== Exercise aim ==
Format the lines of the records below as a numbered list, leaving out any blank lines.

== Records to process ==
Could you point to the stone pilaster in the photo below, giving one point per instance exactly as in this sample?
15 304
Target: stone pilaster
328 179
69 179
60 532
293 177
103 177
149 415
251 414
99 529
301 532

== Answer ==
1. Could you point to the stone pilaster in the photo below, giving one point per instance exactly as in this sample?
2. 15 304
3. Target: stone pilaster
4. 328 179
5. 69 179
6. 60 532
7. 293 177
8. 103 177
9. 149 415
10. 251 414
11. 99 529
12. 301 532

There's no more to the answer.